= Your tasks =
1) According to the passage about Sister Ann, where and on what date was her wake-remembrance service held?
2) Reproduce word for word the part of the passage about Sister Ann that begins with the words "She was forced" and stops after "Andrei, Judy’s son.".
3) In the passage about Sister Ann, what areas does she name as her special interests in grade school teaching? List them all.

= Extracted text =
Surprisingly, I do not miss the music ministry. I have been at St. Luke so long that I now have second generation children, which is delightful. I am a great “Jack of all trades and master of none,” and so grade school teaching is perfect for me. I can dabble in many areas. I have special interests in art, social studies, literature, and English.
When she celebrated her Silver Jubilee in 1988, her picture and a short writeup were included in an article in the June issue of The Times. Included in the article were interviews with three other Edmonds Sisters, one known as Sister Robert Byron (now Sister Judy), also celebrating her Silver Jubilee, and two others taking final vows.
From 1982 to 1990, in addition to teaching she served on the Editorial Board of the Edmonds Congregation, on the Ministry Fund Committee, and on the Chapter Planning Committee, and as secretary of the Chapter. She also served two terms as Secretary of the Congregation.
About her interests she wrote:
I still like to knit and sew, making many of my clothes over the years and learning most of my skills from my mother. I also have a real interest in cooking, and have had a small tomato patch for many years. I am a great British mystery devotee and have become an avid crossword puzzle fan in more recent years.
But most of all I love to travel. I realized a lifetime dream in 1989 when a friend and I spent five weeks finding our way throughout Europe. In 1995 we returned for three weeks to England, Scotland, and Wales. My sister and I have explored from her home in central Ohio as far east as Niagara Falls and Williamsburg, Virginia.
She was forced to leave her teaching ministry when sickness came upon her in the summer of 2008. God took her to eternity on December 4 of that year.
A wake-remembrance service was held for Sister Ann on December 9 at St. Luke Church in Shoreline, Washington. Her funeral liturgy took place the next day, December 10, also at St. Luke Church. Sister Ann’s sister Judy and her brother Ralph were both present, as well as her nephew Andrei, Judy’s son.
Sister Judy Byron, the former Sister Robert, a member of Sister Ann’s “crowd,” gave the eulogy at the funeral liturgy. She summarized Sister Ann’s life and ministry, and added:
In summers Sister Ann loved to travel. . . . This year she left the day after school was out in June for a sixteen-day trip to Spain, France, and Italy. She had won our congregation’s drawing for the Lands of Dominic tour.

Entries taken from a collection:
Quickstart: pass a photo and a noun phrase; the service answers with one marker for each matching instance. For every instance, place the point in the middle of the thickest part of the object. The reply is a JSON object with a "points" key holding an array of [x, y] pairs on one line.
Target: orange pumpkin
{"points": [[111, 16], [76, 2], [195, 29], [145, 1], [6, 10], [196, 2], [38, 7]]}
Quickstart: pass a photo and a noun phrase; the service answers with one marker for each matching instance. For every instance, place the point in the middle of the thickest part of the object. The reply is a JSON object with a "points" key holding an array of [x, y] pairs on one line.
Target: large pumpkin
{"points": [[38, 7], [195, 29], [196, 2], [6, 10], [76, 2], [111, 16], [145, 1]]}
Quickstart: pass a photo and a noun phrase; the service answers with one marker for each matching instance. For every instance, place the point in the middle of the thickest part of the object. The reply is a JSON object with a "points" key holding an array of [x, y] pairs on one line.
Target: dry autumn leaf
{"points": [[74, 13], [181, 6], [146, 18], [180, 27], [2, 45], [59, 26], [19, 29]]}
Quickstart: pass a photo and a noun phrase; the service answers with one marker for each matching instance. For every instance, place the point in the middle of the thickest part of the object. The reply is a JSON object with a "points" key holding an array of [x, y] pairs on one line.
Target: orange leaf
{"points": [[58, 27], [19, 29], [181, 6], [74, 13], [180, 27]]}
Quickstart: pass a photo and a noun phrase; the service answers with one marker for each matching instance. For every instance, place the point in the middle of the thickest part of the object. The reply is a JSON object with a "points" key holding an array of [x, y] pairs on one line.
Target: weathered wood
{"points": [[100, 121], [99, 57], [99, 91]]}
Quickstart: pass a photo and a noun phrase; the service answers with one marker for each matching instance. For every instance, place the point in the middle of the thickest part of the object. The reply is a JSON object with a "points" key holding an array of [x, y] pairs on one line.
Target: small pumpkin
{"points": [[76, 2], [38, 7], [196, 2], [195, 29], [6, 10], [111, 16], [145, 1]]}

= Solutions per task =
1) It was held on December 9 at St. Luke Church in Shoreline, Washington.

2)
She was forced to leave her teaching ministry when sickness came upon her in the summer of 2008. God took her to eternity on December 4 of that year.
A wake-remembrance service was held for Sister Ann on December 9 at St. Luke Church in Shoreline, Washington. Her funeral liturgy took place the next day, December 10, also at St. Luke Church. Sister Ann’s sister Judy and her brother Ralph were both present, as well as her nephew Andrei, Judy’s son.

3) Art, social studies, literature, English